Enviado especial do Observador em Paris, França

Muda a modalidade, mantém-se o cenário. Ali, onde antes estavam quatro tapetes de esgrima, encontra-se agora o recinto onde já começaram as várias categorias do taekwondo – que desta vez não tem portugueses em prova como aconteceu por exemplo em Tóquio mas que conta com o campeão Rui Bragança na equipa de voluntários destinada a este venue. Nem tudo é igual entre o cenário idílico do Grand Palais, sobretudo pelo ambiente apesar de tudo menos ruidoso do que tínhamos visto na semana passada. Quando um francês está em competição, aí parece que tudo vai cair; quando são outros atletas, exceção feita a norte-americanos que andam por todo o lado, aplaudem-se os fins dos parciais, ouve-se um bruuuuuáááá em alguns pontos, por aí. Aliás, desde que chegámos nos combates de manhã, a maior ovação foi mesmo para quem perdeu.

Emmanuella Atora, do Gabão, defrontava a chinesa Zongshi Luo quando colocou mal o pé, levantou-se e foi percebendo que algo não estava bem. Tentou, não aguentou. Foi assistida, acabou por cair mesmo de vez. Em clara desvantagem no marcador, a africana tentava dar o melhor de si mas a lesão não a deixava fazer mais. Fim do combate, grande ovação para a derrotada, limpeza do piso, novo combate de seguida nesta manhã non stop. Os atletas entram após serem anunciados quando os treinadores já estão nos seus locais, há um cumprimento entre atletas que vão também saudar os técnicos contrários, novo combate. Sempre a andar, com as paragens a serem mais frequentes pela forma como de quando em vez os treinadores pedem o VAR, curvando-se e entregando um cartão ao árbitro para que os mesmo analise a situação e o número de pontos.

## [O que se pede]
a) Segundo o excerto, que campeão integra a equipa de voluntários do recinto do taekwondo?
b) Resuma o excerto em duas frases.

## [Dados de origem]
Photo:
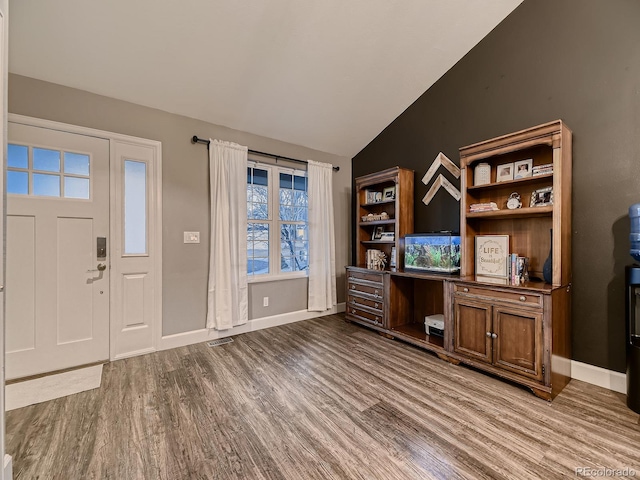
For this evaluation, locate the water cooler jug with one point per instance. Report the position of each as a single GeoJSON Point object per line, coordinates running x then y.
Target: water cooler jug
{"type": "Point", "coordinates": [633, 313]}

## [Resoluções]
a) Rui Bragança.

b) No Grand Palais, onde antes decorria a esgrima, começaram as provas de taekwondo, sem portugueses em competição mas com Rui Bragança entre os voluntários, num ambiente menos ruidoso do que o da semana anterior. Durante a manhã, a maior ovação foi para Emmanuella Atora, do Gabão, que perdeu com Zongshi Luo depois de se lesionar, e os combates sucederam-se sem interrupção, com paragens frequentes quando os treinadores pediam o VAR.